::: ВЫБРАННЫЙ ФРАГМЕНТ

В России трудно шел процесс формирования нации даже в этническом смысле, не говоря уже о нации как государстве. Именно бесконечная прерванность, разорванность истории развития общности народов России не позволила до конца сформировать нацию-государство. Отсюда и народы России, которые рассматриваются как «гири на шее России». Как пишут, «Россия израсходовала себя в панславизме, в Средней Азии; чтобы ей реализовать себя, надо насильно избавиться от всех, перевести на расчеты в долларах, лишить военной помощи» и т. д. Надо отгородиться от ненужных России проблем, а заодно – «наказать ослабивших свои связи с Россией, дав понять, что они потеряли». Я думаю, что такими деструктивными, антироссийскими идеями не собрать старое Отечество. А к чему подобные идеи приводят, показала сама жизнь. Мы до сих пор не можем выйти из трагедий. Такие идеи разрушают историческую Россию как общность народов, и это прежде всего направлено против русской нации.

::::::

* _ЗАДАНИЕ 1_
Изложите фрагмент о формировании нации в России в двух предложениях.
* _ЗАДАНИЕ 2_
Дайте продолжение фрагмента о формировании нации в России, начиная сразу после его последнего предложения.
Записи здесь никак не используются.

::: ЗАПИСИ

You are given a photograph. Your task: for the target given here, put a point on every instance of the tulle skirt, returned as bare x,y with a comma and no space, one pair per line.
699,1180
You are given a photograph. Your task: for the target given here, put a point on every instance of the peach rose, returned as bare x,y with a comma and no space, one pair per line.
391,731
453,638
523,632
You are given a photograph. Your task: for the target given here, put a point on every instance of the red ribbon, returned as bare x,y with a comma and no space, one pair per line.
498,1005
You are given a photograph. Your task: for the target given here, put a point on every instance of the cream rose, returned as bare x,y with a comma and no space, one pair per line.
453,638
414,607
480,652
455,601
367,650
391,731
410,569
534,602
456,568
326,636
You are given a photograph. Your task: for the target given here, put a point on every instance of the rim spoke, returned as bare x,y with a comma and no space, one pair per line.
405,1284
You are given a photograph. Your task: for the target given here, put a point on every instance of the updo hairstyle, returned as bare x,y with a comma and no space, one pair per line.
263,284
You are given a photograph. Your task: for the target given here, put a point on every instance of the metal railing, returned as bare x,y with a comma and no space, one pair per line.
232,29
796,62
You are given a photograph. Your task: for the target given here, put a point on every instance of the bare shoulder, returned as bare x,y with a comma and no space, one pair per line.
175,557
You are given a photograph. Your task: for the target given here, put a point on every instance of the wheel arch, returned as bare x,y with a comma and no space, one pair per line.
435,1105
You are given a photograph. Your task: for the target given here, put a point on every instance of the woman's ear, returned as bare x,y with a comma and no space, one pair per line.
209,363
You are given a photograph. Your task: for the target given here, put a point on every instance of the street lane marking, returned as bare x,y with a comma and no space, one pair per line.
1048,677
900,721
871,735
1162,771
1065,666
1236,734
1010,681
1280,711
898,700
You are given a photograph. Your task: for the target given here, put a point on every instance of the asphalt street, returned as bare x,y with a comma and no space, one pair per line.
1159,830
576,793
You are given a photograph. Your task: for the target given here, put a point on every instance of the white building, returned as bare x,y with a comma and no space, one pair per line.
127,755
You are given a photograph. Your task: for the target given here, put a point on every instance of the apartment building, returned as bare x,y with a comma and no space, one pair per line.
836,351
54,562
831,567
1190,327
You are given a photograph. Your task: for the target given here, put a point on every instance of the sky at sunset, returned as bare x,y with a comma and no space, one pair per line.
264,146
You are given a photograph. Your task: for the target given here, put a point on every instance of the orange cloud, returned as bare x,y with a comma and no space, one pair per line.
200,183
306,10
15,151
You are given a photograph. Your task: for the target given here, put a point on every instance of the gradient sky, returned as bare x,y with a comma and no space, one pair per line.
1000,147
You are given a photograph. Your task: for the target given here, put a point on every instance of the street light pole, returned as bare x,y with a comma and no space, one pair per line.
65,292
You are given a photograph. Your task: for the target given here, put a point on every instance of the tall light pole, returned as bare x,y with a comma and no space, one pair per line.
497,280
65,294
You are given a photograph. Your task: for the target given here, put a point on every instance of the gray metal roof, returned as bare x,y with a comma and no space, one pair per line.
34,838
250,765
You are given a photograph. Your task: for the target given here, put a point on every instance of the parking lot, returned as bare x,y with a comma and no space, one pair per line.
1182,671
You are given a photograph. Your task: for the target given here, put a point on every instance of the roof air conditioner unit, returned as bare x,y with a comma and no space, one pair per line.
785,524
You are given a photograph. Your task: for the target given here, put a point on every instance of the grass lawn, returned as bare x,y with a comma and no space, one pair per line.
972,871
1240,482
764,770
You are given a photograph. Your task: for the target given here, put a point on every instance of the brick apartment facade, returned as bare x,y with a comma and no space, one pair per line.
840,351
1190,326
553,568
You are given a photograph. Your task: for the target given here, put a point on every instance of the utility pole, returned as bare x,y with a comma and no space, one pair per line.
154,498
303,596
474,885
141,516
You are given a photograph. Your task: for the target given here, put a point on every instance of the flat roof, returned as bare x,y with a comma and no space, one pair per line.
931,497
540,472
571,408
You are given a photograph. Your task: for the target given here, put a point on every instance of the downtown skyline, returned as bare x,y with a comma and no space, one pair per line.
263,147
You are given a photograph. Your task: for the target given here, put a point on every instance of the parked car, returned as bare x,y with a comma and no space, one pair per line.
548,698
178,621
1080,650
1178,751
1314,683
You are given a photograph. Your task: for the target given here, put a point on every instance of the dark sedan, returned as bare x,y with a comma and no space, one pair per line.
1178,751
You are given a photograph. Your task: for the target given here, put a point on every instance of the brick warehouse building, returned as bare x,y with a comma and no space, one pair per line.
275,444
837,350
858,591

::::::

* _ОЖИДАЕМЫЙ ОТВЕТ 1_
Из-за бесконечной прерванности истории общности народов России нация-государство до конца не сформировалась, а народы России стали рассматривать как «гири на шее России», от которых предлагают избавиться и даже наказать ослабивших связи с ней. По мнению автора, такие деструктивные, антироссийские идеи не соберут старое Отечество, потому что они разрушают историческую Россию как общность народов и направлены прежде всего против русской нации.

* _ОЖИДАЕМЫЙ ОТВЕТ 2_
В исследовании проблем государственного строительства в России слишком много условностей. Попытки интеллектуального осмысления этих процессов где-то соприкасаются с интеллектуальной, социальной и политической изоляцией. Поиск «русского пути» внутри самого российского государства, попытки изолировать таким образом русских и русскую идею, вычленить ее из многонационального народа России и переложить на ее плечи исключительную миссию государственного строительства России, что приведет к разрыхлению целостности России, общности и единства российского народа, российской нации в наибольшей степени. Нельзя вырвать сердце из организма и сохранить организм. Так и нельзя вырвать русских из России и говорить о ее жизнеспособности. Не могу себе представить большей глупости, чем, например, навязывать Дагестану «аварский путь», хотя аварцы – самая большая этнонация в Дагестане. Исключительность, самобытность – бесспорны, но их гипертрофирование в ущерб другим недопустимо. Такой подход искажает не только возможности целостного изучения истории государственного строительства России.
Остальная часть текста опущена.